**Short problem:** Update the items from the start through the line containing "x=805, y=1086" so that "annotate" becomes "mark" everywhere it appears, and write out only those lines with nothing else changed.

(Image location labeling items)
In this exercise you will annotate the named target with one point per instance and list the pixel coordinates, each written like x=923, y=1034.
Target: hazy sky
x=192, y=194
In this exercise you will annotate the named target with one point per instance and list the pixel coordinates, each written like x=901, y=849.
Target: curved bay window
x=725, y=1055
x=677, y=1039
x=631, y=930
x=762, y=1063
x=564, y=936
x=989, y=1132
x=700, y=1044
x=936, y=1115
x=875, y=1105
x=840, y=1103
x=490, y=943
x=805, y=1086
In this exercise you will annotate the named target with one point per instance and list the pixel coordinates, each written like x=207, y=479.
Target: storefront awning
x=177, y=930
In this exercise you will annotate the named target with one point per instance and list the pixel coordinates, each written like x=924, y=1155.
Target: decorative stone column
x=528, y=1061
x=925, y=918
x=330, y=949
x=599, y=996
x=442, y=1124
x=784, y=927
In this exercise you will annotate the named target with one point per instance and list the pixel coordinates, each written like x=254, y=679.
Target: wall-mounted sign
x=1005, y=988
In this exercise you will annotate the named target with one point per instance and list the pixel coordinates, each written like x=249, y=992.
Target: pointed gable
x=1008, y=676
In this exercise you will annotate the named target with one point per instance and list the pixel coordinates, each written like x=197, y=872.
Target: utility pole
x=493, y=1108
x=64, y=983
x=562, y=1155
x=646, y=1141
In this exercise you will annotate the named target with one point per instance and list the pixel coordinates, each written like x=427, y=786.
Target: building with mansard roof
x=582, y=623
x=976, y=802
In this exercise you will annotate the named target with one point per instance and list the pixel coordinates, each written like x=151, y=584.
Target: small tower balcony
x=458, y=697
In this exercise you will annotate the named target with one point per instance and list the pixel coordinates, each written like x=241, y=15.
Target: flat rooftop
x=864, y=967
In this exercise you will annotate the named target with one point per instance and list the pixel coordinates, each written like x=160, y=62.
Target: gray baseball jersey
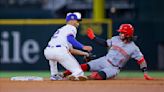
x=117, y=56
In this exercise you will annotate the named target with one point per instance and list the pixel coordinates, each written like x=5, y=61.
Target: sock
x=53, y=67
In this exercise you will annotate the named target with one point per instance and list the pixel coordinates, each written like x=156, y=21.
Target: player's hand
x=87, y=48
x=147, y=77
x=89, y=57
x=90, y=33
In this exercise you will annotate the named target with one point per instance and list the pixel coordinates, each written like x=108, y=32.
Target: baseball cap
x=73, y=16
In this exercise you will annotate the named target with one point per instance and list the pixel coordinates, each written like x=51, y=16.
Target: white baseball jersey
x=60, y=36
x=57, y=51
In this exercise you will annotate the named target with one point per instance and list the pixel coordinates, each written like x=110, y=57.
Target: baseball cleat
x=82, y=78
x=72, y=78
x=56, y=77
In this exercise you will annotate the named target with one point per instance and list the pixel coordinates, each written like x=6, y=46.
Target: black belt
x=54, y=46
x=113, y=64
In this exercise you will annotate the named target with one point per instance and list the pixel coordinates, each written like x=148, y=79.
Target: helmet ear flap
x=127, y=29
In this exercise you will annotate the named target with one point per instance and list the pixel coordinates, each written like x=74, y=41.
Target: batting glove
x=90, y=33
x=147, y=77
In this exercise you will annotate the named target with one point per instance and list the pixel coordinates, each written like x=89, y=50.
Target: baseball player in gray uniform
x=121, y=49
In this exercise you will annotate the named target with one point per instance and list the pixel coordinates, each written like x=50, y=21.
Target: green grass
x=122, y=74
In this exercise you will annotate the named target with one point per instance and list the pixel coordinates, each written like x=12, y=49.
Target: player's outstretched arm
x=143, y=67
x=77, y=44
x=92, y=36
x=78, y=52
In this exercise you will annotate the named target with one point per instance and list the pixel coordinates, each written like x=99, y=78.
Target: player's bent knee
x=98, y=75
x=85, y=67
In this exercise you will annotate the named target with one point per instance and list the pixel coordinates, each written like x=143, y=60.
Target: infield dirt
x=117, y=85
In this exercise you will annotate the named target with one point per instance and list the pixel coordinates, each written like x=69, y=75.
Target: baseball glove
x=90, y=57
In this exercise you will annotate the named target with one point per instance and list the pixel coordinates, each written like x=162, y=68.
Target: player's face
x=76, y=23
x=122, y=36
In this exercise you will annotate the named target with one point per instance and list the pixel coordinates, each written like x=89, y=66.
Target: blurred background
x=27, y=25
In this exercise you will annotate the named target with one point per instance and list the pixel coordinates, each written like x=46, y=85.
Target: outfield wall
x=22, y=41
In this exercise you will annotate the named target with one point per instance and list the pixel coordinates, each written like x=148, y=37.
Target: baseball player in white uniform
x=61, y=47
x=121, y=49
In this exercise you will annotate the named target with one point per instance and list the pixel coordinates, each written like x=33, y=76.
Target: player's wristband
x=74, y=42
x=144, y=69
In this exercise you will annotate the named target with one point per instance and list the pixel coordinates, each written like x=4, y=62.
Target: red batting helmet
x=126, y=29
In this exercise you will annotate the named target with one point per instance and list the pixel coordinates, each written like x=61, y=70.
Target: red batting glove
x=90, y=33
x=87, y=48
x=147, y=77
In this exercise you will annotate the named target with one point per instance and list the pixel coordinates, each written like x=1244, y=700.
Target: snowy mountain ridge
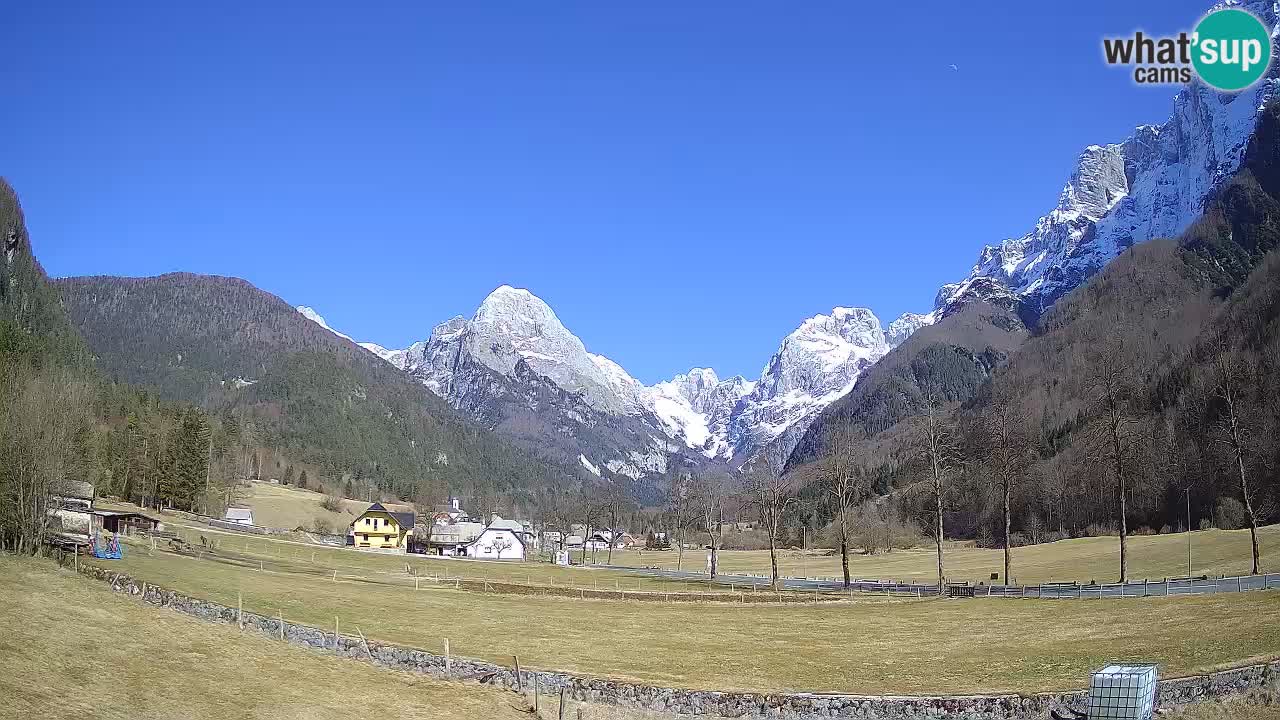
x=726, y=419
x=1151, y=185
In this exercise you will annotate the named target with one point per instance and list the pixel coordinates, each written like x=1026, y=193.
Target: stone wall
x=796, y=706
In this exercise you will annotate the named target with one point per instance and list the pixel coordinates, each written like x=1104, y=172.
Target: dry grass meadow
x=1083, y=559
x=72, y=648
x=863, y=646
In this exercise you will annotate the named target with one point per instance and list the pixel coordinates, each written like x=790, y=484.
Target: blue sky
x=681, y=183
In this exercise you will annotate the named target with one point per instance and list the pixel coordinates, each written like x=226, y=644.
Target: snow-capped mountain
x=318, y=319
x=513, y=358
x=515, y=367
x=1151, y=185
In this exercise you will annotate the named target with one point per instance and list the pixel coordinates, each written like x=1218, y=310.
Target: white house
x=501, y=540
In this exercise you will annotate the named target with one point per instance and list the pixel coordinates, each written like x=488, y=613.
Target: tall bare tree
x=1114, y=434
x=772, y=492
x=681, y=501
x=615, y=502
x=589, y=511
x=1232, y=373
x=941, y=455
x=708, y=493
x=845, y=488
x=1005, y=442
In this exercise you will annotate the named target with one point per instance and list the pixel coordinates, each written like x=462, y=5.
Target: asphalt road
x=1047, y=591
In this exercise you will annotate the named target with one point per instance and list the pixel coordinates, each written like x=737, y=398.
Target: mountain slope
x=33, y=329
x=228, y=346
x=1160, y=317
x=515, y=367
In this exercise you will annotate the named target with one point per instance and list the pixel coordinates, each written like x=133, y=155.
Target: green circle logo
x=1232, y=49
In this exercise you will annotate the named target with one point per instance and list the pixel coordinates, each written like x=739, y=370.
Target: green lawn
x=865, y=646
x=1082, y=559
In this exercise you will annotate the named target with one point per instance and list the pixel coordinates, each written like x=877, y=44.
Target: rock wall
x=794, y=706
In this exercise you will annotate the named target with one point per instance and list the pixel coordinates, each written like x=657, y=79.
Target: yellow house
x=380, y=528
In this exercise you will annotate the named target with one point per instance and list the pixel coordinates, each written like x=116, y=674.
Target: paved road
x=1048, y=591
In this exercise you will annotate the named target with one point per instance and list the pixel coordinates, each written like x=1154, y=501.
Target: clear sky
x=682, y=182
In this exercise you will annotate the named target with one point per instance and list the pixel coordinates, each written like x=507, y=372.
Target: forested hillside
x=1151, y=386
x=289, y=386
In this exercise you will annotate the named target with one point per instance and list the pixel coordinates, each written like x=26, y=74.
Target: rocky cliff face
x=1151, y=185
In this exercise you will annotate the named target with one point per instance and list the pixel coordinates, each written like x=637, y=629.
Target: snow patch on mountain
x=1151, y=185
x=309, y=313
x=589, y=465
x=727, y=419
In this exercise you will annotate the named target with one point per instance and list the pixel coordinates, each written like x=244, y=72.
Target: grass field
x=72, y=648
x=291, y=555
x=1082, y=559
x=288, y=507
x=869, y=646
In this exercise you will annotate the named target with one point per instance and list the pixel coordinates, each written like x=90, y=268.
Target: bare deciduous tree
x=772, y=492
x=1006, y=449
x=1233, y=429
x=708, y=492
x=613, y=505
x=941, y=455
x=1112, y=437
x=681, y=501
x=842, y=478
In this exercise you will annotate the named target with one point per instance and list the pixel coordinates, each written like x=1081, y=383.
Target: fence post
x=364, y=642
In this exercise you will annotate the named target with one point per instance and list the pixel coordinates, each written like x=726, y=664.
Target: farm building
x=444, y=540
x=124, y=522
x=379, y=528
x=501, y=540
x=73, y=507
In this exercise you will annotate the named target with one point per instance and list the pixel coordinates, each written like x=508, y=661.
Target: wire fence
x=659, y=584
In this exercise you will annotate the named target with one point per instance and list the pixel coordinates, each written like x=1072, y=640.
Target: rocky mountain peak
x=1151, y=185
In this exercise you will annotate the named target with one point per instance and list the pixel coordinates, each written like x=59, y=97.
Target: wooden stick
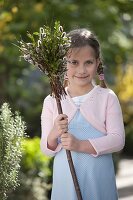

**Written solution:**
In this exercise you will mark the named target with one point per instance and list the pixel coordinates, each written like x=923, y=1034.
Target: hazy sky
x=192, y=194
In this exercise you will mark the named target with one point per instance and list the pixel coordinates, each written like x=901, y=849.
Target: curved bay window
x=725, y=1055
x=677, y=1039
x=631, y=930
x=762, y=1063
x=564, y=936
x=989, y=1132
x=700, y=1044
x=936, y=1115
x=875, y=1105
x=840, y=1103
x=490, y=943
x=805, y=1086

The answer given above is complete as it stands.